» WORK TO BE COMPLETED: Please copy the items between the lines holding "stem? Each instance should receive its own outline." and "[[[218,125],[218,140],[220,140],[220,125]]]", inclusive, replacing "holes" with "interior gaps" and leaving everything else unchanged.

(Stored dataset items)

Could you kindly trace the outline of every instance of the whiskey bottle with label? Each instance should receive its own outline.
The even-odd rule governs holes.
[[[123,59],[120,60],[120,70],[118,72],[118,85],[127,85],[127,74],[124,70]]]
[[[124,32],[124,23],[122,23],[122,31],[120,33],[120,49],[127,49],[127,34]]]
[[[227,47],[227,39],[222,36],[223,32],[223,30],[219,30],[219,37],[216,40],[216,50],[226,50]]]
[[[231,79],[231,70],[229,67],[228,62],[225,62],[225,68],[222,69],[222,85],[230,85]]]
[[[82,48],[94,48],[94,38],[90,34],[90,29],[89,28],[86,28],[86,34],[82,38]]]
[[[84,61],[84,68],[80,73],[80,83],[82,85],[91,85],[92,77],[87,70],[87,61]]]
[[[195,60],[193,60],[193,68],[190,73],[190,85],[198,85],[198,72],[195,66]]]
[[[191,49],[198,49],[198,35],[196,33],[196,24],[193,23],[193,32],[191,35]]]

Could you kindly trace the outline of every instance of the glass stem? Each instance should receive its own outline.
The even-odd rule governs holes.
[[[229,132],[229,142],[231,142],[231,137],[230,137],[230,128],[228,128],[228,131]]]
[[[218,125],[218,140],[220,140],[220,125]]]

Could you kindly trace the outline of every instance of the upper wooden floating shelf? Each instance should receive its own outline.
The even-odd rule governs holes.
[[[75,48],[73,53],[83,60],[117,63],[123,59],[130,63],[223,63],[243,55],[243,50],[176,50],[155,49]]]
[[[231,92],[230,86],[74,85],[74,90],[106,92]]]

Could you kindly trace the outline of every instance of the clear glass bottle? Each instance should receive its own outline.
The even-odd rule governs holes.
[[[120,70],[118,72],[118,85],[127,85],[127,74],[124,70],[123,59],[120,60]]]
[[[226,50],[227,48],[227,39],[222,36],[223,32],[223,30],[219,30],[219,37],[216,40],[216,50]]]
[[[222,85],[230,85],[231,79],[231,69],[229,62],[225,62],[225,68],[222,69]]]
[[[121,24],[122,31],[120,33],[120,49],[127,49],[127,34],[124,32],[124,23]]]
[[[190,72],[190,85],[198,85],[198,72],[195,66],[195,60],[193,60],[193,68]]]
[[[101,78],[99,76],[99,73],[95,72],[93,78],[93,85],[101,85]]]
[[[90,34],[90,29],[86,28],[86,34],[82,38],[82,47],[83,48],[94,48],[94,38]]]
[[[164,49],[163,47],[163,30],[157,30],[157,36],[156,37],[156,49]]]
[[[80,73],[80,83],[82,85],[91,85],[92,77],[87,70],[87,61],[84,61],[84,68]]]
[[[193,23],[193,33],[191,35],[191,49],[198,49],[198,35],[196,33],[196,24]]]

» SOLUTION FOR THIS EXERCISE:
Could you kindly trace the outline of every instance of the glass stem? Each instance should receive its own outline.
The even-odd rule governs interior gaps.
[[[229,132],[229,142],[231,142],[231,137],[230,137],[230,128],[228,128],[228,131]]]
[[[218,125],[218,140],[220,140],[220,125]]]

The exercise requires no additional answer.